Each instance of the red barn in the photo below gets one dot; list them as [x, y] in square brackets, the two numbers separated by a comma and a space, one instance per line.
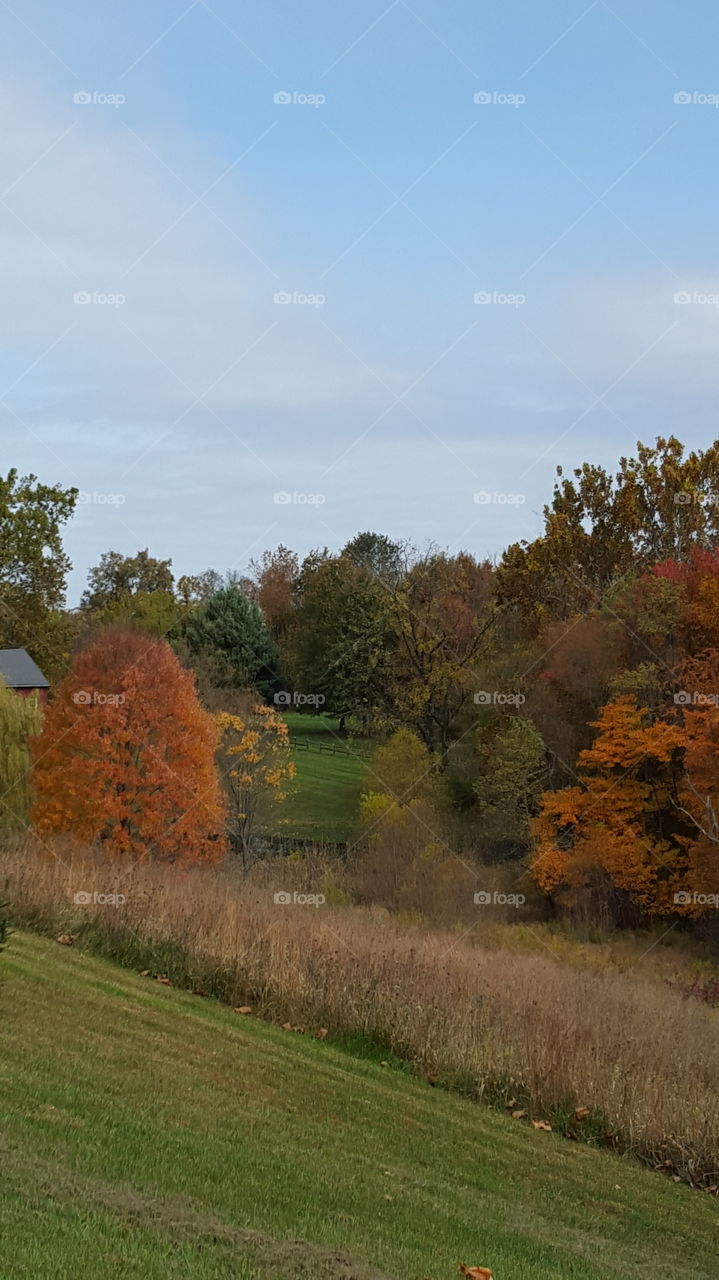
[19, 672]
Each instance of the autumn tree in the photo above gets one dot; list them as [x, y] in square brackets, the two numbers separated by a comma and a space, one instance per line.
[19, 721]
[442, 617]
[598, 528]
[33, 568]
[256, 767]
[127, 755]
[379, 554]
[617, 836]
[275, 574]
§ §
Arrange the listing above as a two-column CSV with the header "prompt_text","points". Give one row wherever the listing asks for dots: put its wording in the first field and all of its coordinate pairs in the second. Quote each field, replace line breaks with spaces, and omit the pictures.

▸ Result of this task
prompt_text,points
"Each instance of the red barn in the photo below gets one dot; list them as [x, y] in square brackets, the two numbers separated by a comma and a space, one instance per line.","[19, 672]"
"Each instance of the autumn tree in the photo above gets one dot; list them as [x, y] in square brackets, the two numbers separated by a comma and a space, one instance per line.","[19, 721] [442, 617] [598, 528] [33, 568] [256, 767] [127, 755] [379, 554] [617, 836] [275, 574]"